(Exercise prompt):
Work through the data line by line, gathering every line that has the word "query".
:::
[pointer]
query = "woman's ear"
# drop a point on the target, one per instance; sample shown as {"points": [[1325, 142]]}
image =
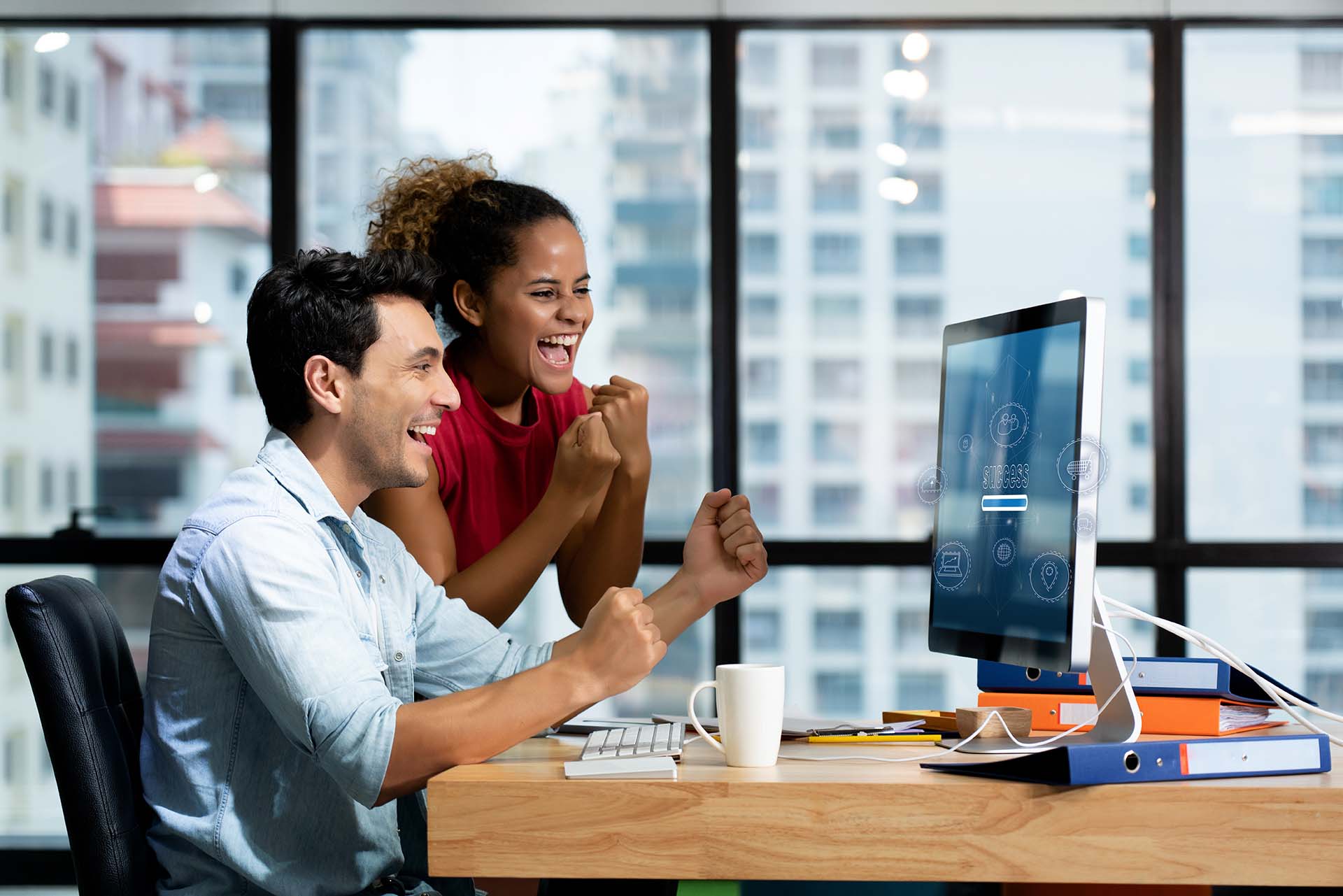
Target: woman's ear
{"points": [[469, 304]]}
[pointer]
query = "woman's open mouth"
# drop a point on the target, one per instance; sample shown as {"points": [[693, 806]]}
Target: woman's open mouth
{"points": [[557, 351]]}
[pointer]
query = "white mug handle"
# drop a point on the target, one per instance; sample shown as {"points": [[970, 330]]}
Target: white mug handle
{"points": [[696, 722]]}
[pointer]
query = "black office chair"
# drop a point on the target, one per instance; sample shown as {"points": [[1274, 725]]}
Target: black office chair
{"points": [[92, 715]]}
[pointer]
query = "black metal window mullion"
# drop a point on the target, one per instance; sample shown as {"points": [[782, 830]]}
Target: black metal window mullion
{"points": [[284, 86], [1169, 433], [723, 290]]}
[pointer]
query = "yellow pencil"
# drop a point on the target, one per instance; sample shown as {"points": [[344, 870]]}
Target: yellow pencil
{"points": [[852, 739]]}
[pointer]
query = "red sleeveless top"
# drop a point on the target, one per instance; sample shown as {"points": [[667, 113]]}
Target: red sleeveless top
{"points": [[493, 473]]}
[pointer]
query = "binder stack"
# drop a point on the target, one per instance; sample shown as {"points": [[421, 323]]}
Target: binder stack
{"points": [[1188, 696]]}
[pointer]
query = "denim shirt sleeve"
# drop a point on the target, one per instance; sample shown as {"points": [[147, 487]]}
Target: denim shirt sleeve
:::
(Solution for this exercise):
query = "woman's ear"
query = "woman's open mouth"
query = "white mug handle"
query = "black office chair"
query = "black metal window mullion"
query = "yellow pencil"
query = "red sleeveless top"
query = "binder stack"
query = "denim shirt sleeve"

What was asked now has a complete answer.